#### Written problem
Extract every row below that contains the string "football". The match is case-sensitive.

-- start Data in this exercise --

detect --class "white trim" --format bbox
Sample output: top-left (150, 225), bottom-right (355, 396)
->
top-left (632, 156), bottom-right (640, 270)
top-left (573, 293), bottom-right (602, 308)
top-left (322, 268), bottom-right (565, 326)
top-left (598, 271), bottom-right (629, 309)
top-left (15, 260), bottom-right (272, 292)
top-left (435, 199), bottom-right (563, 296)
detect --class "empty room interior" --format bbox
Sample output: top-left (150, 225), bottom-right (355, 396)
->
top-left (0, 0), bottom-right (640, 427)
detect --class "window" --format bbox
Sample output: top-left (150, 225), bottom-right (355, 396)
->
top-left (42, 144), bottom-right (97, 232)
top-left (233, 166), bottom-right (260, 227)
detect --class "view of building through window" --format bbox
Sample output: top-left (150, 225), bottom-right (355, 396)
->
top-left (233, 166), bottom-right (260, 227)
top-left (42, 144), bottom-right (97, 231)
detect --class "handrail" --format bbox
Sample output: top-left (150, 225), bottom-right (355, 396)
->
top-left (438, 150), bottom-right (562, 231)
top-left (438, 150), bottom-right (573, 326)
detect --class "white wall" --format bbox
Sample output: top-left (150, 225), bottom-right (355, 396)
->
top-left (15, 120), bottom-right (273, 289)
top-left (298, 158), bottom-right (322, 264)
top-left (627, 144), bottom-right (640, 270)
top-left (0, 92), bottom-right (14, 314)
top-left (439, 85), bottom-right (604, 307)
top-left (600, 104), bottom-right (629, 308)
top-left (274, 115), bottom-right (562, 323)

-- end Data in this exercise --
-- start Data in this exercise --

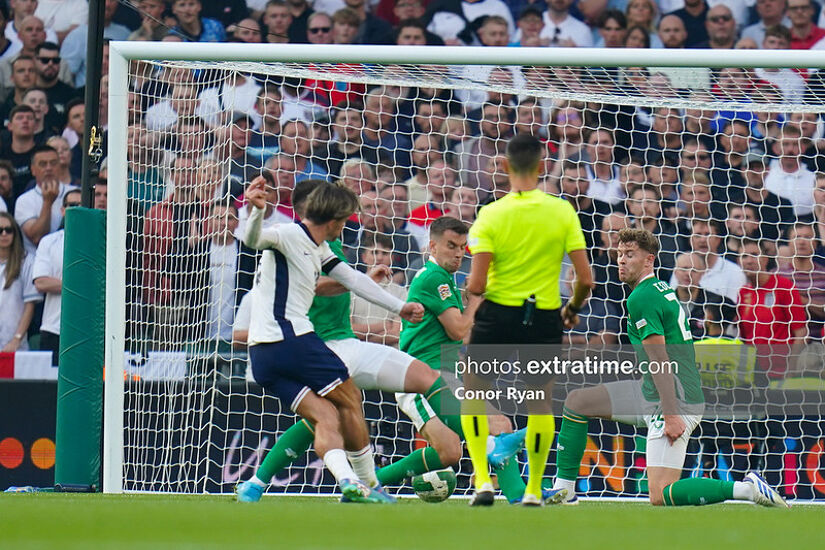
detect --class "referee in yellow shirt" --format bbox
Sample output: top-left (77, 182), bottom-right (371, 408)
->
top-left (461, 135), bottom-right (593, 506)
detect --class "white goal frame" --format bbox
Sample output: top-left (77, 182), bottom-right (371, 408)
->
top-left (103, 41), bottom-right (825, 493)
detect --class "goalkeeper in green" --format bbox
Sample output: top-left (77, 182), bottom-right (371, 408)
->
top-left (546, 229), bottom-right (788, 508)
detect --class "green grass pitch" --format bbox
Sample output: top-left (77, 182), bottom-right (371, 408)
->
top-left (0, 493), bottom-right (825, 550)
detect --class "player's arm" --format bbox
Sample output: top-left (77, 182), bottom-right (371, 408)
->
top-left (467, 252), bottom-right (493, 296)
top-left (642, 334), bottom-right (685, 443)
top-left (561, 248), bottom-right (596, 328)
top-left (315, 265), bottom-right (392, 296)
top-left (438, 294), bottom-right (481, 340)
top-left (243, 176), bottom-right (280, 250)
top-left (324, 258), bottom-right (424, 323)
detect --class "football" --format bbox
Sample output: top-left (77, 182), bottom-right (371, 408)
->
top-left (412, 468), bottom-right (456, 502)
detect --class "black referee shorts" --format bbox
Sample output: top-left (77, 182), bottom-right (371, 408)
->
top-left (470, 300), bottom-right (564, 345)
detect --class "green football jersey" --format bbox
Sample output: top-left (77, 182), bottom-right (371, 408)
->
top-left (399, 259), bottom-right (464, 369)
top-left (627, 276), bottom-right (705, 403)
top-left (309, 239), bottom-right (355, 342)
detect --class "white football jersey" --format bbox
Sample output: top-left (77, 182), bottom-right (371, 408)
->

-- end Data in this exercise --
-- start Data in this exercise --

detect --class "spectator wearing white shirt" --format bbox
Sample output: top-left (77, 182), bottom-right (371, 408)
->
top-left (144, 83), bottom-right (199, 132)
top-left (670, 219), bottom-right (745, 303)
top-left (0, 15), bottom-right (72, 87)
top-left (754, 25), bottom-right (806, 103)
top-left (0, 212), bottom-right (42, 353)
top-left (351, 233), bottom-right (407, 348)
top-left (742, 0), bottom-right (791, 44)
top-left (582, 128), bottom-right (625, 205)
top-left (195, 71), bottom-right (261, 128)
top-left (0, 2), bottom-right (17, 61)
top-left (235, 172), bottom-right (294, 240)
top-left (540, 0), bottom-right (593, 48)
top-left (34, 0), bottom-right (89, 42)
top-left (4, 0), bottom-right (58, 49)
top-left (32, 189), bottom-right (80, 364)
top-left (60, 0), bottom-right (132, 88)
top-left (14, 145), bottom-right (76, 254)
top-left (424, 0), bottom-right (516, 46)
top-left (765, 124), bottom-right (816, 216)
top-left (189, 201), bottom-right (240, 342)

-- end Data in this exercise --

#### Full output
detect --class "football" --format bbox
detect --class "green football jersey" --format bbox
detect --class "white football jersey" --format bbox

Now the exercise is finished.